TÂCHE DEMANDÉE 1:
D'après l'extrait fourni, sous quels autres noms le droit de la guerre (jus in bello) est-il également désigné ?
TÂCHE DEMANDÉE 2:
Veuillez traduire en anglais la phrase suivante de l'extrait fourni : « Le temps de paix est celui où il est interdit de nuire à autrui ; le temps de guerre, celui où il est recommandé de nuire à l’ennemi. »

EXTRAIT FOURNI:
= = = = = = =
Le temps de paix est celui où il est interdit de nuire à autrui ; le temps de guerre, celui où il est recommandé de nuire à l’ennemi. Comment assurer la sécurité et la confiance numériques dans le contexte d’un conflit armé international ?

Le droit des conflits armés

Les belligérants sont aux prises au plan cinétique comme au plan cybernétique ; sur ce dernier plan, joue pleinement la faculté qu’a chaque partie, au combat, de semer la discorde chez l’ennemi. Mais la guerre n’est pas un déchainement aveugle de violences ; elle est un emploi rationalisé, organisé et discipliné de la force, utilisé comme un moyen au service d’un but et d’une finalité, le but étant de vaincre ou de soumettre l’ennemi, la finalité étant d’imposer ou d’obtenir une paix favorable, puisqu’après la guerre, il y aura retour à la paix. C’est pour cela qu’existe un droit de la guerre (jus in bello), également appelé droit des conflits armés ou droit international humanitaire. Il sert à préserver l’instrumentalisation de la force armée, donc à limiter les hostilités, notamment en protégeant les tiers au conflit armé d’une part, les non combattants et les objectifs non militaires d’autre part. Il se subdivise selon les théâtres d’hostilité en un droit de la guerre terrestre, maritime, aérienne, éventuellement aérospatiale. En droit de la guerre terrestre, il se subdivise aussi en différents régimes applicables : régime des combats, régimes des combattants victimes des hostilités, dont la captivité, régime des personnes et biens civils, régime des institutions et biens culturels, régime de l’occupation, régime de l’assistance humanitaire. Le régime de l’environnement en période de conflit armé concerne tous les théâtres ou espaces (naturels), terre, mer, air, exo-atmosphère. De même le régime de la neutralité, qui règle les rapports entre belligérants et tiers.
= = = = = = =
DONNÉES ENREGISTRÉES:
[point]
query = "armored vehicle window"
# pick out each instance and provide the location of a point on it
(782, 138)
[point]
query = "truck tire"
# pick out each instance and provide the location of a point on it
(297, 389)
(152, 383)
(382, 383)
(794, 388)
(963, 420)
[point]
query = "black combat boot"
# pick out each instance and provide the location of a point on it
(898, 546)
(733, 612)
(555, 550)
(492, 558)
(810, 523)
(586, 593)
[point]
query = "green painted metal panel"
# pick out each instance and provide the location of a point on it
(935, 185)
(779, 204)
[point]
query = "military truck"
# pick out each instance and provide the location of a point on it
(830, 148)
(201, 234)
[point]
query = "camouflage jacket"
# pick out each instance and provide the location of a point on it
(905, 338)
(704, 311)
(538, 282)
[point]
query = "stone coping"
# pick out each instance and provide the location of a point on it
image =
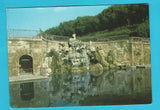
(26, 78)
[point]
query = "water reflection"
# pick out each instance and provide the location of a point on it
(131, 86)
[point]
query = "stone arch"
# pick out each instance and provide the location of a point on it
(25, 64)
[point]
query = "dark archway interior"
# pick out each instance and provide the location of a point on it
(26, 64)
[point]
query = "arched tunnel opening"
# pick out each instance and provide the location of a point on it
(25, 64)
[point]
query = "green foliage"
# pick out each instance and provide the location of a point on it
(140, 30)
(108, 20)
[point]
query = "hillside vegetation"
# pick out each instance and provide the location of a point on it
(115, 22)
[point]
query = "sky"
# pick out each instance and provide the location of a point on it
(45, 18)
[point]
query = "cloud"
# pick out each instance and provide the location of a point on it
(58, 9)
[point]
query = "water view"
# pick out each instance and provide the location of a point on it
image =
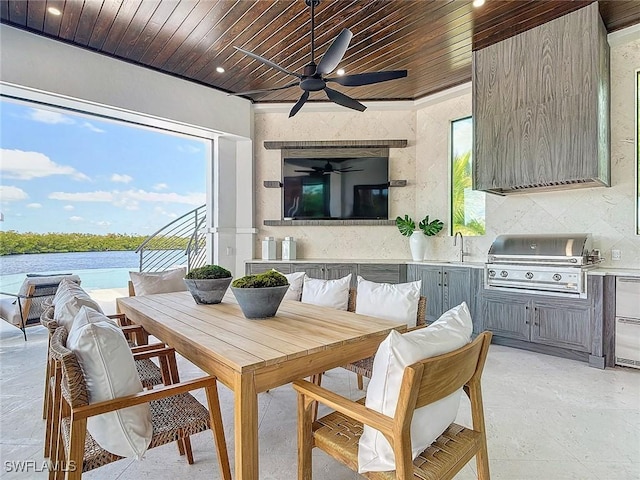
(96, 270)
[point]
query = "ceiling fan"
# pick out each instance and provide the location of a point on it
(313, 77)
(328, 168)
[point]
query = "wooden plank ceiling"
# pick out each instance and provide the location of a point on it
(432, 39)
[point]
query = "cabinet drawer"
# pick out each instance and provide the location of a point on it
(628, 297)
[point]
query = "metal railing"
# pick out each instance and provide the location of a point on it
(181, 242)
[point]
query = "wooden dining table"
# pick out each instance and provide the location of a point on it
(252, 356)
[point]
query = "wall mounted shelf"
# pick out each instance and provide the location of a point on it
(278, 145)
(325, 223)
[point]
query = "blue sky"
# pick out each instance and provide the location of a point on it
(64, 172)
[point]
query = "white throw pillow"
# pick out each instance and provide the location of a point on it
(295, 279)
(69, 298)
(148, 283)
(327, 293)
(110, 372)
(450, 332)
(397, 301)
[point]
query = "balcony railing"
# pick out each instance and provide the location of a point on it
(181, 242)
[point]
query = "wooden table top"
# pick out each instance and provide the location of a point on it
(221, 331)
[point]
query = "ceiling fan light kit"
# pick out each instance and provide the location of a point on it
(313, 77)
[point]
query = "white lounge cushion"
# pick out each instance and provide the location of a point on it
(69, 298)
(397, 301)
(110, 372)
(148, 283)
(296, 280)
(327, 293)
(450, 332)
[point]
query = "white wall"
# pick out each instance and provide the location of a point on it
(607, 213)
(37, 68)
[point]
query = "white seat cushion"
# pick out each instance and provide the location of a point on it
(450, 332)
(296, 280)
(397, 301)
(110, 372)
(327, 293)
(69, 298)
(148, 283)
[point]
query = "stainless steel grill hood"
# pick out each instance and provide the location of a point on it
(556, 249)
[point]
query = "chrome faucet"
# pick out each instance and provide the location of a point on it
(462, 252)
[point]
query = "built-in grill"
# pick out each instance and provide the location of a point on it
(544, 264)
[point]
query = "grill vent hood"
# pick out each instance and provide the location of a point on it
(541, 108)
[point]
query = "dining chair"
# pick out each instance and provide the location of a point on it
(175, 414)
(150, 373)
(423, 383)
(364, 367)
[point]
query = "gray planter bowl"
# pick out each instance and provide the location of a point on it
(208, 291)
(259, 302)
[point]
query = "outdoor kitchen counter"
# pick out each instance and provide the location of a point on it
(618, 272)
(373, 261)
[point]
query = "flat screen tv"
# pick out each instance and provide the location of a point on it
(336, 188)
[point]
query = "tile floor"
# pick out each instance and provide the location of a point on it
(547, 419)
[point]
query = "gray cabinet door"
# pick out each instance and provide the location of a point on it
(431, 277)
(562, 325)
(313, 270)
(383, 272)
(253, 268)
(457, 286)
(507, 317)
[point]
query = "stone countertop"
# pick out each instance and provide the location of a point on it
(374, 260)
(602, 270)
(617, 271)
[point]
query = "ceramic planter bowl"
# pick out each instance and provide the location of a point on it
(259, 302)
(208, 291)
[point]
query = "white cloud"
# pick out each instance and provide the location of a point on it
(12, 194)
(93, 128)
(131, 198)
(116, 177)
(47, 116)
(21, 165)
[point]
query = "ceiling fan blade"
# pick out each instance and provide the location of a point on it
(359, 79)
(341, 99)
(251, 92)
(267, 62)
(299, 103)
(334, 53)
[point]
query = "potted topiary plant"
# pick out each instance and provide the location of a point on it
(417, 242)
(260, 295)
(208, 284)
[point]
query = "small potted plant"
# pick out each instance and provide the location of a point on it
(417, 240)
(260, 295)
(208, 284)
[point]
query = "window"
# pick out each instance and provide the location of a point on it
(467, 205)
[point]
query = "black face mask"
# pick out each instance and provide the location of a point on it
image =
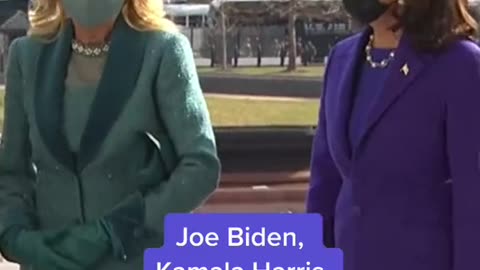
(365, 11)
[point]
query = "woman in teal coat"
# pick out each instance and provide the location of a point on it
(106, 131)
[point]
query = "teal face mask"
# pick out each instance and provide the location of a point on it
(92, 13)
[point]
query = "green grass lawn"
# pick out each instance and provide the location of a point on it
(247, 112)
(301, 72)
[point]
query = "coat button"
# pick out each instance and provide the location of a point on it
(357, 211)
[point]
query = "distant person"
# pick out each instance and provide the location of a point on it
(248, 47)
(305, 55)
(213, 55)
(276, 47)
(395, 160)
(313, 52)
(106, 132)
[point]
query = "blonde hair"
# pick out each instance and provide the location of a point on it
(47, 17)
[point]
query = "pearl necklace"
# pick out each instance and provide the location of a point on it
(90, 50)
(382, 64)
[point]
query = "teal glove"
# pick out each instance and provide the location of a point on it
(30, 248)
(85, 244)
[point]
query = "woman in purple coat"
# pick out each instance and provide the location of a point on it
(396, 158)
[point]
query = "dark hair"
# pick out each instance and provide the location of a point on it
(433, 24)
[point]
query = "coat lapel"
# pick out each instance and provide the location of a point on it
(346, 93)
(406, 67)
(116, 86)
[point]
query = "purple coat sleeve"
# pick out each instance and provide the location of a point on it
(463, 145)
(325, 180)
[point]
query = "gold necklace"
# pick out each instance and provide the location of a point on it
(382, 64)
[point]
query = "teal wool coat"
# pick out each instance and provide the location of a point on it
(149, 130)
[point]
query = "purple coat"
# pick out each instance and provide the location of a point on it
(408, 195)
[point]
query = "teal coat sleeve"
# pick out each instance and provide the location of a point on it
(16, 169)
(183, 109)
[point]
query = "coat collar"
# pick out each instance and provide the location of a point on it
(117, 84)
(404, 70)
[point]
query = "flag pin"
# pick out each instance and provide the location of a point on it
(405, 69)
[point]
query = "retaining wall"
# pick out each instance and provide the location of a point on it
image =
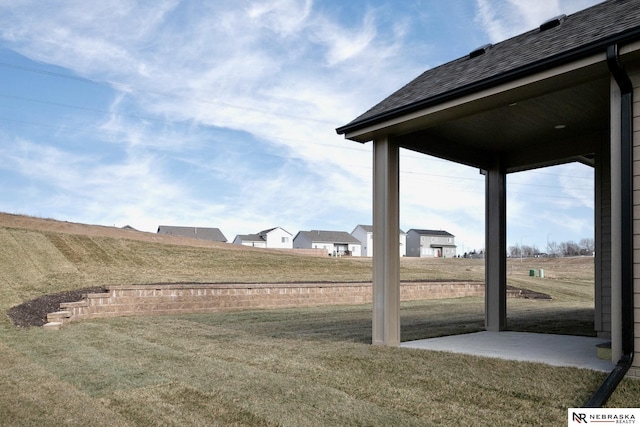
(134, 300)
= = = = = = =
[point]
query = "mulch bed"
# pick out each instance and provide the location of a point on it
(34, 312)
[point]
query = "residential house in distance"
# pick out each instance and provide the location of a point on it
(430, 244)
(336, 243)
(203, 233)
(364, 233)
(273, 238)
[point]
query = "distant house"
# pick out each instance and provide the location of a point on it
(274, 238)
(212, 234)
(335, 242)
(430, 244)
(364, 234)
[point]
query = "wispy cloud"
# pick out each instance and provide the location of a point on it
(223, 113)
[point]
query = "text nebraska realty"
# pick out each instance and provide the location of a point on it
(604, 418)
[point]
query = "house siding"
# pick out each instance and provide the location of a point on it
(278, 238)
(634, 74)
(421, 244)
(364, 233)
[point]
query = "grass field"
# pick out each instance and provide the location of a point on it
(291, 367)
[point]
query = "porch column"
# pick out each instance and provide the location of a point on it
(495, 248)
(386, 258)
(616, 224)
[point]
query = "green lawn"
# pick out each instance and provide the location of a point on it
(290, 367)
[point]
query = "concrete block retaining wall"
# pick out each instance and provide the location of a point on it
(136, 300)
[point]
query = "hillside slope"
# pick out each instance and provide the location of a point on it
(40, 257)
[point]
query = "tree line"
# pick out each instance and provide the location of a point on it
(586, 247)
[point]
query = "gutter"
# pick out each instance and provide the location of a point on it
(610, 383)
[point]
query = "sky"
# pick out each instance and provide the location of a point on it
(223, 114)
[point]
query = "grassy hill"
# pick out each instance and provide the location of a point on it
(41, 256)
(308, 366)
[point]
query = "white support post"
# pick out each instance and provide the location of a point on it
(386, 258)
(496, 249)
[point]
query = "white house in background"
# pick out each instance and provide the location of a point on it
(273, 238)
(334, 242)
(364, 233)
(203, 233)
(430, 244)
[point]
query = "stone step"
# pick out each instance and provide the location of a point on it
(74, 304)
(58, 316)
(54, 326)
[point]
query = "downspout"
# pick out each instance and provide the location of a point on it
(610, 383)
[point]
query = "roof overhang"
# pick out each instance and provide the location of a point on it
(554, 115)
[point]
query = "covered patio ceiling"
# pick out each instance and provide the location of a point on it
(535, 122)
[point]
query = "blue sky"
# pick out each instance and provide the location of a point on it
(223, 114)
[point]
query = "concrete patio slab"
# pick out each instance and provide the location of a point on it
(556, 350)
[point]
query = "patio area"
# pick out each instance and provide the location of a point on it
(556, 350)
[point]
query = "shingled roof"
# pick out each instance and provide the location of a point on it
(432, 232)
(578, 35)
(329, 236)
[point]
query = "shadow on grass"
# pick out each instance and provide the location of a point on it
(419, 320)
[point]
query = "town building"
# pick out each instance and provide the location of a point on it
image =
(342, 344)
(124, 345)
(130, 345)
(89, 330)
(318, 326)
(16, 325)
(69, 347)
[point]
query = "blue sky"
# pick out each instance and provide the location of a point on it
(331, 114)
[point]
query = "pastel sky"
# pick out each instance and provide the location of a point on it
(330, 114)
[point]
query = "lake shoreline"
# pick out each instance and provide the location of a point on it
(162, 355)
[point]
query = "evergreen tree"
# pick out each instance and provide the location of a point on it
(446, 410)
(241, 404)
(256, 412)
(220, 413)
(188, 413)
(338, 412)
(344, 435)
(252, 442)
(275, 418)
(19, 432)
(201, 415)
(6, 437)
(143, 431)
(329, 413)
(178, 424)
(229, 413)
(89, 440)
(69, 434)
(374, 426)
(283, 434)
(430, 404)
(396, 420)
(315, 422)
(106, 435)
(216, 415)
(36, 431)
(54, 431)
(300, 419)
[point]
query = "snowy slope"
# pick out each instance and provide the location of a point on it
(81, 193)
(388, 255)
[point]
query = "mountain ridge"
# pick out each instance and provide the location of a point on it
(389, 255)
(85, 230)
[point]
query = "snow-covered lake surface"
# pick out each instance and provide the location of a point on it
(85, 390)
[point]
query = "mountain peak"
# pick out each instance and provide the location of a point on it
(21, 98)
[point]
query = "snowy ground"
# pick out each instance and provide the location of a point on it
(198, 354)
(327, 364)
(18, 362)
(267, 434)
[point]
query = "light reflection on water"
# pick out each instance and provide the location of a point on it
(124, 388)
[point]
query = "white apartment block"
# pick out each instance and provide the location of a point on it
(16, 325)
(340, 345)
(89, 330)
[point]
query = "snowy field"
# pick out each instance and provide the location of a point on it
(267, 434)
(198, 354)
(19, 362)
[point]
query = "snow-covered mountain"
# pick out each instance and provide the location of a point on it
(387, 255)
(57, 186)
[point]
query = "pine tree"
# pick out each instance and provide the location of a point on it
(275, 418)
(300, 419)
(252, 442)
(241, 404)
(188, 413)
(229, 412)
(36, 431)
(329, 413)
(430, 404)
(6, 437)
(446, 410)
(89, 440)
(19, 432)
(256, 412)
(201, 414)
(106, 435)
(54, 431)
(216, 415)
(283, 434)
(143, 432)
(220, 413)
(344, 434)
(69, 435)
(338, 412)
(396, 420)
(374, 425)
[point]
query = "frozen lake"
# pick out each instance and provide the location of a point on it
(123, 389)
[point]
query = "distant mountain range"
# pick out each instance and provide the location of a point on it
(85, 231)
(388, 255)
= = = = = = =
RÉPONSE À LA TÂCHE 1:
Il est également appelé droit des conflits armés ou droit international humanitaire.

RÉPONSE À LA TÂCHE 2:
Peacetime is the time when it is forbidden to harm others; wartime, the time when it is recommended to harm the enemy.